TASK OBJECTIVE
Convert the lines below into a JSON list of strings, one string per line and with blank lines left out, beginning at the line that contains "point_to reports the position of each instance of the building" and ending with the line that contains "column 190, row 109". Include only those lines.
"""
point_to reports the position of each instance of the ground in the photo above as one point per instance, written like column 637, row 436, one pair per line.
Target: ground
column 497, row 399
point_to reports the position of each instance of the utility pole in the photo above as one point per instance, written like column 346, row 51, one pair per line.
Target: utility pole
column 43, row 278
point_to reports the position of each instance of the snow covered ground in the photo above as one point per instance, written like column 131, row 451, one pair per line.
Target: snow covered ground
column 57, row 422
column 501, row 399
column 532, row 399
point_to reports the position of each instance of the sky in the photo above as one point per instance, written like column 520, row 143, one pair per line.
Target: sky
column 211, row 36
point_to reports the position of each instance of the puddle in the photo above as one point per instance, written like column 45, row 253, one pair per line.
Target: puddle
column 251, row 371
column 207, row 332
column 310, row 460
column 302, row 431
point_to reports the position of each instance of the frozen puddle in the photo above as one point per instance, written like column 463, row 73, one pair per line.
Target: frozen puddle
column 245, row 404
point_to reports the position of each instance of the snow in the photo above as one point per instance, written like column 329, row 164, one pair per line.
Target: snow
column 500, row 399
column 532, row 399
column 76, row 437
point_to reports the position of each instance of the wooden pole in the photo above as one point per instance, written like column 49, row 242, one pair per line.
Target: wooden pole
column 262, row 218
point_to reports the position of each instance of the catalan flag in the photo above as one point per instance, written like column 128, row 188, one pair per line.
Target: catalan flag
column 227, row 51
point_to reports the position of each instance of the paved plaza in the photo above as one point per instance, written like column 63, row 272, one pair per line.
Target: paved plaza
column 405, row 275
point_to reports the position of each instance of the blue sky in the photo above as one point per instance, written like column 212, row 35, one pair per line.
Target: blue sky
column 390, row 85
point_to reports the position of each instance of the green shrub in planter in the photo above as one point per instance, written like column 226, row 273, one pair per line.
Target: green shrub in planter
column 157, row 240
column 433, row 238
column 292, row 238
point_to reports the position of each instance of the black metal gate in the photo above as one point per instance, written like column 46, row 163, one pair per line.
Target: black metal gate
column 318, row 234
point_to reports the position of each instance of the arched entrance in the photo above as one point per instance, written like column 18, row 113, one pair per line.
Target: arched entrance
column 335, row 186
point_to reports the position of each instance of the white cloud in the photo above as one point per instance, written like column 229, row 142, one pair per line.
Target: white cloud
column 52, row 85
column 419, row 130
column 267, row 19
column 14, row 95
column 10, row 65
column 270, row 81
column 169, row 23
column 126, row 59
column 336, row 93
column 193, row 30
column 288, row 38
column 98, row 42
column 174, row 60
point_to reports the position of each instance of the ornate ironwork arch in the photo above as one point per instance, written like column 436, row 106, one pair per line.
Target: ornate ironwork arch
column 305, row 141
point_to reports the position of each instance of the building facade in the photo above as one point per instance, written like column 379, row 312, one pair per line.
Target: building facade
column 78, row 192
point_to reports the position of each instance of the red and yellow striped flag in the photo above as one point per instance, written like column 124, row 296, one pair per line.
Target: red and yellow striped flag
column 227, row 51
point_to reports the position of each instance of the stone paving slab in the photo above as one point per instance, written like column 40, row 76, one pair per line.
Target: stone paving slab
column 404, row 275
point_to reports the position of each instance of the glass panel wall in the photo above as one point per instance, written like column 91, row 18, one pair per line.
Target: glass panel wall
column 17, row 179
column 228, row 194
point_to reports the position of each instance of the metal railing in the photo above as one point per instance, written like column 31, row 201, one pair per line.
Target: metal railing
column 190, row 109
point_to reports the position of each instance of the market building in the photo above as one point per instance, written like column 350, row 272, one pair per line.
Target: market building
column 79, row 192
"""
SOLUTION TO THIS EXERCISE
[
  "point_to reports the position of each instance of the building facade in the photo above as one point per instance, written like column 379, row 312, one pair per line.",
  "Target: building facade",
  "column 78, row 192",
  "point_to reports the position of each instance of the red and yellow striped flag in the photo above as one point per instance, written like column 124, row 296, one pair per line.",
  "Target: red and yellow striped flag",
  "column 227, row 51",
  "point_to reports the position of each instance of the stone paving slab in the photo above as one point per instance, written like column 40, row 76, one pair per line.",
  "Target: stone paving slab",
  "column 404, row 275",
  "point_to reports the position of each instance of the glass panel wall in the photo above as one point per instance, written like column 91, row 18, one pair per line.",
  "Target: glass panel wall",
  "column 17, row 179",
  "column 228, row 194",
  "point_to reports the position of each instance of the metal railing in the photo above as one point per instance, written like column 31, row 201, one pair per line.",
  "Target: metal railing",
  "column 190, row 109"
]